— BEGIN —
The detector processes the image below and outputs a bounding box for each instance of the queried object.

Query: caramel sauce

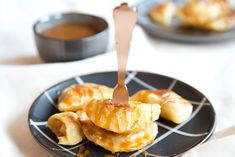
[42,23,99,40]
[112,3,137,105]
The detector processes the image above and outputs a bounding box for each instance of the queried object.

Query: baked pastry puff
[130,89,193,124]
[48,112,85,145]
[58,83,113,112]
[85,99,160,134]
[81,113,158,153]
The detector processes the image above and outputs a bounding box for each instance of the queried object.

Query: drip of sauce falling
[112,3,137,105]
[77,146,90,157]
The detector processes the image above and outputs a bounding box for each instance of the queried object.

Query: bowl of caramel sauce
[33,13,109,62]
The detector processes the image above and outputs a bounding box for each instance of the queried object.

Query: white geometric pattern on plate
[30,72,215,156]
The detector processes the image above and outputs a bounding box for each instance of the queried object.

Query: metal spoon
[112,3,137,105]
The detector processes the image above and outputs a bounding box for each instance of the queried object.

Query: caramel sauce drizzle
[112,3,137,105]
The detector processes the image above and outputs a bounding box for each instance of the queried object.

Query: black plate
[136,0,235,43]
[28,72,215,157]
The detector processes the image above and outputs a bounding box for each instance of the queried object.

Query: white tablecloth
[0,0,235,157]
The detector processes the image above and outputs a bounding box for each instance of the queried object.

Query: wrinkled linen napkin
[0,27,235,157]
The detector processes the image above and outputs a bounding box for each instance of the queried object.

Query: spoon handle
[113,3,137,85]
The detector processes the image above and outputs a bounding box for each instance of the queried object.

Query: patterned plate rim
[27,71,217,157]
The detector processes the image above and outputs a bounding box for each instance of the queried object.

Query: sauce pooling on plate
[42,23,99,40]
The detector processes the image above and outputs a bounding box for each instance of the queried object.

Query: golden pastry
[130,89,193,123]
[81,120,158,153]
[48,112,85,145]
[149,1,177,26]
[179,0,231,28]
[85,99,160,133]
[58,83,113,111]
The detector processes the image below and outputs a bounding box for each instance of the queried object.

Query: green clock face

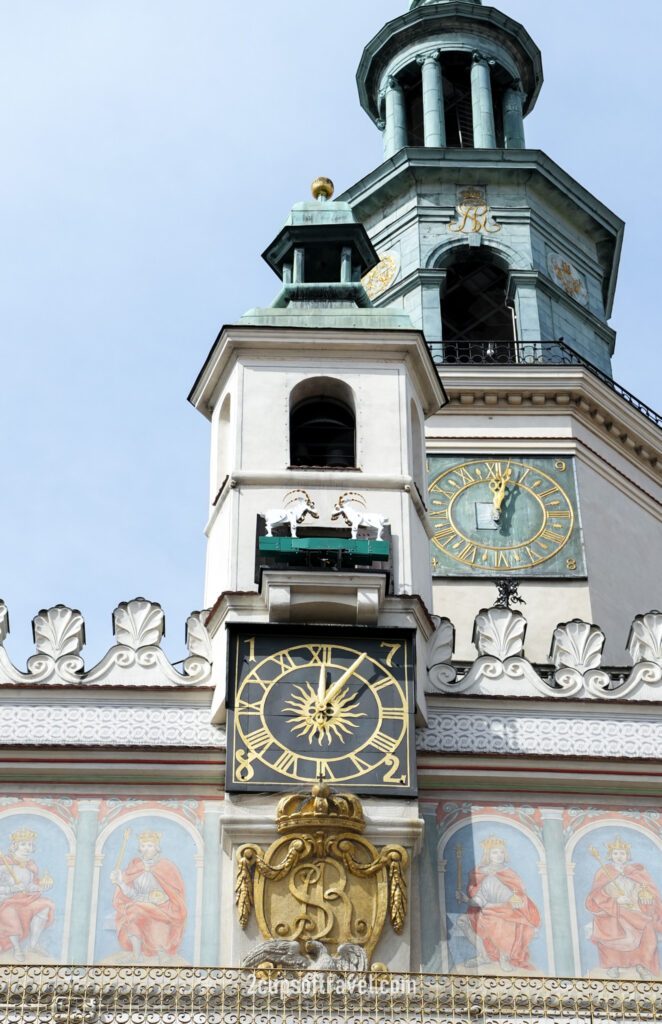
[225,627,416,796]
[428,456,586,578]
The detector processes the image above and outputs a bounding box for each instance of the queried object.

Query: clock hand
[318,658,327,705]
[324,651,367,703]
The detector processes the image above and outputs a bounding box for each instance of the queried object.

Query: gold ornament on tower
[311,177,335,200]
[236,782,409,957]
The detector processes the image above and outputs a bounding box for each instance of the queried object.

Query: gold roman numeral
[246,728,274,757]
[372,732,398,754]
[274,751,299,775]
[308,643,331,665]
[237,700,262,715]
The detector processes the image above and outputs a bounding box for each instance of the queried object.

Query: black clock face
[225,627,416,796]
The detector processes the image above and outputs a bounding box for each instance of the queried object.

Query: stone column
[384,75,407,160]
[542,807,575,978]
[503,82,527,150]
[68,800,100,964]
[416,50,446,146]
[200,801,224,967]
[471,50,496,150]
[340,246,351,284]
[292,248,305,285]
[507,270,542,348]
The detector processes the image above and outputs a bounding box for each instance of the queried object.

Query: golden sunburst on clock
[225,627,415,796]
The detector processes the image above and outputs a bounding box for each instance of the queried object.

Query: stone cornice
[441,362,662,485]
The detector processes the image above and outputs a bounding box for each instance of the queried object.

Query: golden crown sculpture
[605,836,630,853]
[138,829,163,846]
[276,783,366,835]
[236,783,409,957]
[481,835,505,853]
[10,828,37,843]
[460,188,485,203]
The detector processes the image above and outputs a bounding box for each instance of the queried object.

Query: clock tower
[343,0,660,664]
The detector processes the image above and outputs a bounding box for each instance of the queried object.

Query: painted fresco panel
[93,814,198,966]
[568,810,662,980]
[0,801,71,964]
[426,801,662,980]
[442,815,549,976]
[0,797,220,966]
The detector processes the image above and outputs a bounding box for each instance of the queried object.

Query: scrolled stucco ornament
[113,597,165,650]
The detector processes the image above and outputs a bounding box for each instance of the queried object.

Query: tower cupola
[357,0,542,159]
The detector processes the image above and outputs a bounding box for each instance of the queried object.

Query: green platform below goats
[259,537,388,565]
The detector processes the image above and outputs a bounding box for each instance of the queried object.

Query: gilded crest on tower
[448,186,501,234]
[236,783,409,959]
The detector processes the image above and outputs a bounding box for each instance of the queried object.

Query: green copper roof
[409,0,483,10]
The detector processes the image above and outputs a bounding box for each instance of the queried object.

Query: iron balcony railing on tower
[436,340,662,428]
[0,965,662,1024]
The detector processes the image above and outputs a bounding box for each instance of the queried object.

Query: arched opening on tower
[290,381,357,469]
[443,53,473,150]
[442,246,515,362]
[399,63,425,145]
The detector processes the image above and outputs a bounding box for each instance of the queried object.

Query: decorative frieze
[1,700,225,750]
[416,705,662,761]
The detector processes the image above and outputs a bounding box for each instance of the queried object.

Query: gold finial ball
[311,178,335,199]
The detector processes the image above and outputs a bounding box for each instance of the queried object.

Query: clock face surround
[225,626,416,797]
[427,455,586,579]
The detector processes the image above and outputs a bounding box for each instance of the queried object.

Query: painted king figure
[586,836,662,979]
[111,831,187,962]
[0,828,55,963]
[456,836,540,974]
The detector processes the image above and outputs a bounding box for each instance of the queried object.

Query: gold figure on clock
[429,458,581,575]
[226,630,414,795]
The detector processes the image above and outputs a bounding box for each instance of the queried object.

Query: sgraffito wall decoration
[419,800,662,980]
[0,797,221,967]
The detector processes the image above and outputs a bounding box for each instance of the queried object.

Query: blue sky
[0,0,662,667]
— END —
◆ WHAT IS ASKED
Reproduce the listing with "detector" replaced by "model" wherever it appears, changing nothing else, and leave out the pictures.

◆ ANSWER FOR THIS EXERCISE
The model processes the image below and outputs a bounding box for each instance of the queried object.

Query: caramel sauce

[42,23,99,40]
[112,3,137,105]
The model processes the image above and outputs a bounding box for each instance of the queried object.

Query: baked pastry puff
[130,89,193,124]
[48,112,85,145]
[58,83,113,112]
[85,99,160,134]
[81,113,158,153]
The model processes the image above and outputs a bounding box for each instance of the queried object.

Query: drip of sauce falling
[112,3,137,105]
[77,146,90,157]
The model processes the image above and outputs a bounding box for each instance of the queried object.

Query: bowl of caramel sauce
[33,13,109,62]
The model processes the image above and outputs a bounding box for each instance of the queried object.

Query: white geometric pattern on plate
[30,72,215,156]
The model processes the image above and outputs a bounding box for each instance of the queried object.

Query: metal spoon
[112,3,137,105]
The model processes the image above and outputs a bounding box for each instance of the queried object.

Query: caramel sauce drizzle
[112,3,137,105]
The model processes the image above and outputs a bounding box for each instance of the queried object.

Query: black plate
[136,0,235,43]
[28,72,215,157]
The model processes the image above and outputs a bounding box for each instance of the queried object.

Query: white tablecloth
[0,0,235,157]
The model processes the image above and outputs a bounding box for each instance of the queried object.

Query: wrinkled linen napkin
[0,27,235,157]
The model processes the image above and outputs a bounding box for each instance of the queried object.

Query: spoon handle
[113,3,137,85]
The model processes the image above and outputs a bounding box for each instance of the queried object.

Query: patterned plate rim
[27,71,217,157]
The model processes the image above and outputs a bounding box for each instance of the queried object.

Query: sauce pooling on plate
[42,23,99,40]
The model processes the image above and outputs a bounding box for each instance of the queried object.

Query: golden pastry
[130,89,193,123]
[81,120,158,153]
[48,112,85,145]
[149,1,177,26]
[179,0,231,28]
[85,99,160,133]
[58,83,113,111]
The model processes the image below and outputs a bounding box for each instance of the queried object.

Query: green clock face

[225,627,416,796]
[428,456,586,578]
The model processes the image above and outputs a bounding box for each instance of the queried object.

Query: clock hand
[318,658,327,705]
[324,651,367,703]
The model processes the image above and outputs a bounding box for each instance of the queried object.

Query: gold ornament on tower
[311,177,335,200]
[236,782,409,957]
The model processes the image above and outputs a bounding box for each instance of the queried object.

Query: gold roman numeral
[246,728,274,757]
[372,732,398,754]
[274,751,299,775]
[308,643,331,665]
[237,700,262,715]
The model processes the image above and outputs a bounding box for each instance of the queried object.

Query: black clock face
[225,627,416,796]
The model processes the image above and outputs a bounding box for each instance of the queried object.

Query: stone column
[384,75,407,160]
[542,807,575,978]
[503,82,527,150]
[68,800,100,964]
[416,50,446,146]
[200,801,224,967]
[471,50,496,150]
[340,246,351,284]
[292,248,305,285]
[507,270,542,348]
The model processes the image above and outputs a bounding box for each instance of the queried object.

Query: golden sunburst on clock
[225,627,415,796]
The model processes the image above and outputs a bounding box for each instance of the queried object.

Query: stone cornice
[441,362,662,485]
The model processes the image above and outputs a bounding box for each instance of the queried object.

Query: golden crown sculpture
[605,836,630,853]
[138,829,163,846]
[276,783,366,835]
[236,783,409,957]
[481,835,505,853]
[10,828,37,843]
[460,188,485,203]
The model processes the image above and outputs a bounding box for each instance of the queried object.

Query: clock tower
[343,0,660,664]
The model processes the image above and outputs a bounding box for each instance of the queried object.

Query: painted fresco panel
[93,814,198,966]
[568,810,662,980]
[0,801,71,964]
[426,801,662,980]
[442,815,549,976]
[0,797,220,966]
The model processes the image above and outputs a bounding box for each instance of the queried object.

Query: scrolled stucco ornament
[113,597,165,650]
The model processes the image above and outputs a bounding box for each instance of the queried object.

Query: tower cupola
[357,0,542,159]
The model processes the image above and outputs a bounding box for each instance of the queried object.

Query: green platform below goats
[259,537,388,565]
The model processes the image above and outputs a bounding box for each instance of the queried object.

Query: gilded crest on tower
[448,186,501,234]
[236,783,409,959]
The model processes the image above and outputs a bounding box for each instance of the queried object.

Query: green copper roof
[409,0,483,10]
The model processes the image above and outputs a bounding box for each instance of the queried object.

Query: iron balcony railing on tower
[436,340,662,428]
[0,965,662,1024]
The model processes the image above and outputs a bounding box for each instance of the queried object.

Query: arched opening on tower
[290,381,357,469]
[443,53,473,150]
[442,246,515,362]
[399,63,425,145]
The model processes the image above and outputs a bounding box for each instance of the queried object.

Query: decorative frieze
[1,700,225,750]
[416,705,662,761]
The model processes the image above and outputs a bounding box for each instance of the queried object.

Query: gold finial ball
[311,178,335,199]
The model processes the image above and outputs a bounding box for each instance of the queried object.

Query: clock face surround
[225,626,416,797]
[427,455,586,579]
The model processes the image above and outputs a bounding box for each instance of the queried object.

Query: painted king figure
[586,836,662,979]
[111,831,187,962]
[0,828,55,963]
[456,836,540,974]
The model processes the image above and outputs a bounding box for each instance of the queried object.

Query: gold figure on clock
[429,458,581,575]
[226,630,414,795]
The model processes the image above and outputs a bounding box for each instance of the queried object.

Query: sgraffito wall decoration
[419,800,662,980]
[0,797,221,967]
The model processes the image above and outputs a bounding box for each instance of the queried object.

Query: blue sky
[0,0,662,667]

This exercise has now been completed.